■ What the task asks: Copy all of the data below without altering a single line.

Supplied material: Begin

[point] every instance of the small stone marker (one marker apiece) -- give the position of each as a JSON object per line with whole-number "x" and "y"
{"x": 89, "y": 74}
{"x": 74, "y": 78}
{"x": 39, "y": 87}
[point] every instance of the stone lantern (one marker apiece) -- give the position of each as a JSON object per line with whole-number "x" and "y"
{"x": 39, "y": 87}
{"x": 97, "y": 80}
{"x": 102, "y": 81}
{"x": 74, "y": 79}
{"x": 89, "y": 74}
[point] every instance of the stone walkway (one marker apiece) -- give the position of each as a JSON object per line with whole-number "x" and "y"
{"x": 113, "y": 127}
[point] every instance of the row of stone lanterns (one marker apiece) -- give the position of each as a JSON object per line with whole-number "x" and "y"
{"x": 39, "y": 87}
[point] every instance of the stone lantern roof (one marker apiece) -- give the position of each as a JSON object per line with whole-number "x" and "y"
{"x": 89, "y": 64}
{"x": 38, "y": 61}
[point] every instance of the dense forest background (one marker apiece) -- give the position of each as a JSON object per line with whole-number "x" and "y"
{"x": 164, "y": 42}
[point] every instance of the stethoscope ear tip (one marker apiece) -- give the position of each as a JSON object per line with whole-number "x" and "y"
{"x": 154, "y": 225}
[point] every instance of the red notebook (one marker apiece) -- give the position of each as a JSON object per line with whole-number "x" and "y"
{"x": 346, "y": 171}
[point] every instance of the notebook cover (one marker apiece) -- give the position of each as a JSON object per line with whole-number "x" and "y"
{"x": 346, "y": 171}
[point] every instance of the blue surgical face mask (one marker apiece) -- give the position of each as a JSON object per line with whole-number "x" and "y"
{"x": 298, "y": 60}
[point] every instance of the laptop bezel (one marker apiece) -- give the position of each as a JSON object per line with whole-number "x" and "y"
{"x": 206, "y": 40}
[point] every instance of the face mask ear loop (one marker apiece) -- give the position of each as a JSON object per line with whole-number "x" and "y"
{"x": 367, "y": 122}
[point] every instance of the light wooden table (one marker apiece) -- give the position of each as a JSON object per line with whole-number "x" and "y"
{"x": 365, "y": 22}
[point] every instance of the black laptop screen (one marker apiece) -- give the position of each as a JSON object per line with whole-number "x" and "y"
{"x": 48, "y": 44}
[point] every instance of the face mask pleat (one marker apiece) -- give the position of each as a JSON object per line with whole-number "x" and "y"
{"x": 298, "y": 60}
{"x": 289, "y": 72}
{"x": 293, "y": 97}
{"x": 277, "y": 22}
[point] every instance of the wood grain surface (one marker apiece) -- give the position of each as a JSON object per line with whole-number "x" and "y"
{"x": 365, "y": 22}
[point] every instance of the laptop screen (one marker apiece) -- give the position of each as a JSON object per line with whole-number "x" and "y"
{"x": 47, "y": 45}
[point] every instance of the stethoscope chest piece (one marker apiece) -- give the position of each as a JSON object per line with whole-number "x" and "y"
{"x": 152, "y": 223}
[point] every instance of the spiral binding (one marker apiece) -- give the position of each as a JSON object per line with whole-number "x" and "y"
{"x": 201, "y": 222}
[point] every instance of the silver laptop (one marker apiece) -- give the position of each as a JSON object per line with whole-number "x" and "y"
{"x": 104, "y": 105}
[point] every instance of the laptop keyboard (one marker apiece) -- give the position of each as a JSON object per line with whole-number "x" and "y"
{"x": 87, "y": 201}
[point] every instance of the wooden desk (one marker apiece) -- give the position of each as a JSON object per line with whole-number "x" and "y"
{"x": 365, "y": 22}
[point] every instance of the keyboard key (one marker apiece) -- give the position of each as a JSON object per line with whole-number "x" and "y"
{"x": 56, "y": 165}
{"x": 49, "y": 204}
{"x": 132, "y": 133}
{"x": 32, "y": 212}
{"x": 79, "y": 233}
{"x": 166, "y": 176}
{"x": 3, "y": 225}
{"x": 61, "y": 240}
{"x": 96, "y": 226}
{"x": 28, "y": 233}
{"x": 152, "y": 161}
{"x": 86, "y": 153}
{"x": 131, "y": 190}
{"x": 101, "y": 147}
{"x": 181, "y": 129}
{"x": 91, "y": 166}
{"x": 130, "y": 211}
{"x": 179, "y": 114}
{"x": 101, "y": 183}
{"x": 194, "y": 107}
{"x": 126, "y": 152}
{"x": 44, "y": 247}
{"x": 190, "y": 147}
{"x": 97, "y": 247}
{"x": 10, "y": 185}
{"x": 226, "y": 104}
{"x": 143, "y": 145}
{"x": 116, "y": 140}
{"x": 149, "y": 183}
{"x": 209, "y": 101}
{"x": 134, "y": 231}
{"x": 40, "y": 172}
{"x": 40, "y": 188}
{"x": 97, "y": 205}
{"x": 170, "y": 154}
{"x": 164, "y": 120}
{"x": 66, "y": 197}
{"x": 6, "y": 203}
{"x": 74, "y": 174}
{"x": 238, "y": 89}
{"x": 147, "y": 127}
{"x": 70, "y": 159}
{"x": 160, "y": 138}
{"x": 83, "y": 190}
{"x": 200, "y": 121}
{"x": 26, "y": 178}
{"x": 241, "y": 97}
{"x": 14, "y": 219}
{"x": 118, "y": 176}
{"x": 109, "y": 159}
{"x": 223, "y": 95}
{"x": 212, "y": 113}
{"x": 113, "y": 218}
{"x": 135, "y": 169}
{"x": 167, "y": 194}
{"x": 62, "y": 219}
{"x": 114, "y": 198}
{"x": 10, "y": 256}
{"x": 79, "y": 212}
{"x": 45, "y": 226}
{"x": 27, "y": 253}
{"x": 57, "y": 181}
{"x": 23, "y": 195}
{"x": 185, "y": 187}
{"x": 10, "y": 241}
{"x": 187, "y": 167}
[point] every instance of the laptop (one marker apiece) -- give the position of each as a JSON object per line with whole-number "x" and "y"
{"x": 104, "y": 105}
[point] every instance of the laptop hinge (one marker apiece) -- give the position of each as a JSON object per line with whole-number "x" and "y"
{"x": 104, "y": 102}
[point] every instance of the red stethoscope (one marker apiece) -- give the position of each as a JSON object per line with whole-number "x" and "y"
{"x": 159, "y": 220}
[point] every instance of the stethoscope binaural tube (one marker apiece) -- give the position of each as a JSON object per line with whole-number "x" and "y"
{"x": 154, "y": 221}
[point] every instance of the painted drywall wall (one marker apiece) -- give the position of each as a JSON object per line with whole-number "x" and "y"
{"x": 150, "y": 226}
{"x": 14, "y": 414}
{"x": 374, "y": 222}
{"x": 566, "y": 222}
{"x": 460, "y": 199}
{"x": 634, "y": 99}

Supplied material: End

■ Final answer:
[point] every instance of the small stone marker (one marker apiece) -- give the position of each as a JSON object per line with whole-number "x" and "y"
{"x": 89, "y": 74}
{"x": 74, "y": 78}
{"x": 39, "y": 87}
[point] every instance of the stone lantern (one marker apiece) -- give the position of each as a JSON object per line with whole-number "x" and "y"
{"x": 39, "y": 87}
{"x": 97, "y": 80}
{"x": 102, "y": 81}
{"x": 74, "y": 79}
{"x": 89, "y": 74}
[point] every instance of the stone walkway (one marker apiece) -- give the position of each as a JSON object per line with whole-number "x" and "y"
{"x": 113, "y": 127}
[point] every instance of the row of stone lanterns (one marker apiece) -- give the position of each as a JSON object per line with whole-number "x" and "y"
{"x": 39, "y": 87}
[point] every instance of the stone lantern roof (one marker apiece) -- give the position of each as a JSON object per line with whole-number "x" and "y"
{"x": 89, "y": 64}
{"x": 38, "y": 61}
[point] every instance of the dense forest background (one marker apiece) -- give the position of each as a JSON object per line with whole-number "x" and "y"
{"x": 164, "y": 42}
[point] every instance of the stethoscope ear tip (one marker apiece) -- give the position of each as a JSON object per line with whole-number "x" and "y"
{"x": 154, "y": 225}
[point] every instance of the red notebook (one marker apiece) -- give the position of each as a JSON object per line with whole-number "x" and "y"
{"x": 346, "y": 171}
[point] every instance of the notebook cover (one marker apiece) -- give the position of each as a JSON object per line with whole-number "x" and "y"
{"x": 346, "y": 171}
[point] every instance of the blue surgical face mask (one marker apiece) -- give the position of each as a JSON object per line with whole-number "x" and "y"
{"x": 298, "y": 60}
[point] every instance of the laptop bezel (one marker apiece) -- give the position of each as a JSON object per line with whole-number "x" and "y"
{"x": 206, "y": 40}
[point] every instance of the face mask ear loop (one marker apiece) -- give the position of each as a JSON object per line with whole-number "x" and "y"
{"x": 367, "y": 122}
[point] every instance of the light wooden table (one marker apiece) -- give the position of each as a JSON object per line with whole-number "x" and "y"
{"x": 365, "y": 22}
[point] every instance of the black laptop screen (one marker apiece) -- give the position of each as a JSON object per line with whole-number "x" and "y"
{"x": 48, "y": 44}
[point] every instance of the face mask pleat (one marker apiece) -- give the position of each as a JSON object per line with whole-number "x" and "y"
{"x": 298, "y": 60}
{"x": 289, "y": 72}
{"x": 293, "y": 97}
{"x": 277, "y": 22}
[point] every instance of the wood grain surface (one marker apiece) -- give the position of each as a JSON object per line with whole-number "x" and "y"
{"x": 365, "y": 22}
[point] every instance of the laptop screen (one marker apiece) -- give the position of each as a JSON object per line with whole-number "x" and "y"
{"x": 47, "y": 45}
[point] every instance of the stethoscope chest piece (one marker apiece) -- give the position of each as a JSON object per line with whole-number "x" and "y"
{"x": 152, "y": 223}
[point] every instance of the spiral binding (one marker apiece) -- give the position of each as a JSON object per line with whole-number "x" and "y"
{"x": 201, "y": 222}
[point] every instance of the silver laptop (one marker apiece) -- give the position of each as a JSON object per line with whole-number "x" and "y"
{"x": 104, "y": 105}
[point] every instance of the laptop keyboard (one marker apiece) -- give the position of each as a JSON object per line with whole-number "x" and "y"
{"x": 87, "y": 201}
[point] every instance of the wooden desk (one marker apiece) -- give the position of each as a JSON object per line with whole-number "x" and "y"
{"x": 365, "y": 22}
[point] every instance of the keyboard key (one marker apiece) -- give the position of each as a JSON object per line with whole-number "x" and "y"
{"x": 56, "y": 165}
{"x": 49, "y": 204}
{"x": 132, "y": 133}
{"x": 32, "y": 212}
{"x": 79, "y": 233}
{"x": 166, "y": 176}
{"x": 3, "y": 225}
{"x": 61, "y": 240}
{"x": 96, "y": 226}
{"x": 28, "y": 233}
{"x": 152, "y": 161}
{"x": 86, "y": 153}
{"x": 131, "y": 190}
{"x": 101, "y": 147}
{"x": 181, "y": 129}
{"x": 91, "y": 166}
{"x": 130, "y": 211}
{"x": 179, "y": 114}
{"x": 101, "y": 183}
{"x": 194, "y": 107}
{"x": 126, "y": 152}
{"x": 44, "y": 247}
{"x": 190, "y": 147}
{"x": 97, "y": 247}
{"x": 10, "y": 185}
{"x": 226, "y": 104}
{"x": 143, "y": 145}
{"x": 116, "y": 140}
{"x": 149, "y": 183}
{"x": 209, "y": 101}
{"x": 134, "y": 231}
{"x": 40, "y": 172}
{"x": 40, "y": 188}
{"x": 97, "y": 205}
{"x": 170, "y": 154}
{"x": 164, "y": 120}
{"x": 66, "y": 197}
{"x": 6, "y": 203}
{"x": 74, "y": 174}
{"x": 238, "y": 89}
{"x": 147, "y": 127}
{"x": 70, "y": 159}
{"x": 160, "y": 138}
{"x": 83, "y": 190}
{"x": 200, "y": 121}
{"x": 26, "y": 178}
{"x": 241, "y": 97}
{"x": 14, "y": 219}
{"x": 118, "y": 176}
{"x": 109, "y": 159}
{"x": 223, "y": 95}
{"x": 212, "y": 113}
{"x": 113, "y": 218}
{"x": 135, "y": 169}
{"x": 167, "y": 194}
{"x": 62, "y": 219}
{"x": 114, "y": 198}
{"x": 10, "y": 256}
{"x": 79, "y": 212}
{"x": 45, "y": 226}
{"x": 27, "y": 253}
{"x": 57, "y": 181}
{"x": 23, "y": 195}
{"x": 185, "y": 187}
{"x": 10, "y": 241}
{"x": 187, "y": 167}
[point] every instance of the laptop (one marker apiece) -- give the position of each as a JSON object per line with whole-number "x" and "y"
{"x": 104, "y": 105}
[point] every instance of the laptop hinge (one marker apiece) -- give the position of each as a JSON object per line with whole-number "x" and "y"
{"x": 104, "y": 102}
[point] every instance of the red stethoscope (one marker apiece) -- give the position of each as a JSON object per line with whole-number "x" and "y"
{"x": 159, "y": 220}
[point] every instance of the stethoscope binaural tube (one marker apiece) -- give the position of each as a JSON object per line with whole-number "x" and "y"
{"x": 154, "y": 221}
[point] every instance of the painted drywall wall (one marker apiece) -- give the position of each as a JSON object per line with whole-number "x" and "y"
{"x": 150, "y": 226}
{"x": 14, "y": 414}
{"x": 374, "y": 222}
{"x": 566, "y": 222}
{"x": 460, "y": 199}
{"x": 634, "y": 99}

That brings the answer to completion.